PAGE EXCERPT:
▬▬▬▬▬▬

These are all nice reasons.

Some would argue that you don’t train for a marathon by just running sprints. Which is true to an extent, but doesn’t give cross-training its due. As Mishell Baker pointed out in a blog post on this topic:

You can be good at writing short stories and terrible at writing novels … You can also be good at writing novels and terrible at writing short stories … But I would maintain that you cannot be great at writing novels and terrible at writing short stories.

This is the argument that resonates with me. Ms. Baker goes on to say,

In order to write a truly amazing novel, even of the epic variety, you need to learn how to get the job done in fewer words. Rambling, repetition, and inefficiency are never good. Perhaps you can hide these things in a novel the way you can slip a few candy bars into your spouse’s shopping cart if it’s full enough. But the minute you are faced with one of those little plastic grocery baskets, your frivolity stares you in the face. You can either back down from the challenge of getting over your Snickers addiction, or you can embrace the chance to trim a few inches off your literary waistline.

▬▬▬▬▬▬

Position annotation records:
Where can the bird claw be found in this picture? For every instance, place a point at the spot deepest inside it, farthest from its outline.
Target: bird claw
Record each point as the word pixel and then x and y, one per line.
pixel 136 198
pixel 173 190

▬▬▬▬▬▬

Could you copy the full passage on writing short stories versus novels, word for word?

RESPONSE:
These are all nice reasons.

Some would argue that you don’t train for a marathon by just running sprints. Which is true to an extent, but doesn’t give cross-training its due. As Mishell Baker pointed out in a blog post on this topic:

You can be good at writing short stories and terrible at writing novels … You can also be good at writing novels and terrible at writing short stories … But I would maintain that you cannot be great at writing novels and terrible at writing short stories.

This is the argument that resonates with me. Ms. Baker goes on to say,

In order to write a truly amazing novel, even of the epic variety, you need to learn how to get the job done in fewer words. Rambling, repetition, and inefficiency are never good. Perhaps you can hide these things in a novel the way you can slip a few candy bars into your spouse’s shopping cart if it’s full enough. But the minute you are faced with one of those little plastic grocery baskets, your frivolity stares you in the face. You can either back down from the challenge of getting over your Snickers addiction, or you can embrace the chance to trim a few inches off your literary waistline.